> [STATED EXERCISE] Please return every row that contains the string "dining".

> [GIVEN RECORDS]
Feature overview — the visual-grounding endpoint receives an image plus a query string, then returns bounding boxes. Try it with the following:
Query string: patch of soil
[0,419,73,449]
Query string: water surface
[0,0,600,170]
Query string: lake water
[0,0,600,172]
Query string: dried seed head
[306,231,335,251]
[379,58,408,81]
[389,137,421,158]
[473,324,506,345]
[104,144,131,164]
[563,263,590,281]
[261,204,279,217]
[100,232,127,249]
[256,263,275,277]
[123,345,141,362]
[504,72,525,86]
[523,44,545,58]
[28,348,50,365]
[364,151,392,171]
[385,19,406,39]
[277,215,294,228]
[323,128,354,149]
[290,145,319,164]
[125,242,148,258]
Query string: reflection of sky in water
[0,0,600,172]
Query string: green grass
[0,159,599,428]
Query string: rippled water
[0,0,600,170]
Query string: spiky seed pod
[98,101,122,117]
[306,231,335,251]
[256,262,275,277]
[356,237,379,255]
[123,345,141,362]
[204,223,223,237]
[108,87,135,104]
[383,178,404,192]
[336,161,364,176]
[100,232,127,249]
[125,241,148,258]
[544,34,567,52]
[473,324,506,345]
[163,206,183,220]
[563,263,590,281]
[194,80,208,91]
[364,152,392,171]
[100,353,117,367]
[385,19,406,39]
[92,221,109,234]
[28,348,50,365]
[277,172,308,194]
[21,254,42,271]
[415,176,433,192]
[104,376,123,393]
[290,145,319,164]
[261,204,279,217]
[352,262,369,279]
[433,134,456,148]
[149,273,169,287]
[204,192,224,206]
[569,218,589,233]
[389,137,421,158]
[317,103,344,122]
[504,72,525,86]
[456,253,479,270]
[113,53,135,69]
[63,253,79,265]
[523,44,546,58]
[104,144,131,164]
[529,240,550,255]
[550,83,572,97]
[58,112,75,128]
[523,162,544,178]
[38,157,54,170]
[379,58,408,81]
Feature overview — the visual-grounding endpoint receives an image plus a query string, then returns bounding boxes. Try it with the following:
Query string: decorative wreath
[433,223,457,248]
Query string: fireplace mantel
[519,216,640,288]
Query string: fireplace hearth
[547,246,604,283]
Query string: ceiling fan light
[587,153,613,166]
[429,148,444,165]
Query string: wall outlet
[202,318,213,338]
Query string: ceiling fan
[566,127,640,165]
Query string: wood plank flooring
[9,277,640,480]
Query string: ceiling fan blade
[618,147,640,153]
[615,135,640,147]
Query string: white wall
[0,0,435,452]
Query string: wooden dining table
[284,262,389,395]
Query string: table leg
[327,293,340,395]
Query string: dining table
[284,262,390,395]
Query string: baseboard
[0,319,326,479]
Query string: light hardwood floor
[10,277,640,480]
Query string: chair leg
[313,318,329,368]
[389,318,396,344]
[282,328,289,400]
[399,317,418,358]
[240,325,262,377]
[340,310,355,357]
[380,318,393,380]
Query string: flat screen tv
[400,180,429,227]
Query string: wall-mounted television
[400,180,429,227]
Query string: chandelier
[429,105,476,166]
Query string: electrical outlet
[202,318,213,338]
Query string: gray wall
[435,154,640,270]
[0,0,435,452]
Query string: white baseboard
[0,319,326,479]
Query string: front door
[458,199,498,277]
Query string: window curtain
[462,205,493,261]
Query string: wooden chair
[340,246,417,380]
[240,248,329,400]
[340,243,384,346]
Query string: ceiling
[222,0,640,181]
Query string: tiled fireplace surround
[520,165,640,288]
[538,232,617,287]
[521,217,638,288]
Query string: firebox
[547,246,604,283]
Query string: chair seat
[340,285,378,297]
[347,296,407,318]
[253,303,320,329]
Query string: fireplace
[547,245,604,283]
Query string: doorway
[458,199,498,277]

> [EXPECTED ANSWER]
Query string: wooden dining table
Query string: dining table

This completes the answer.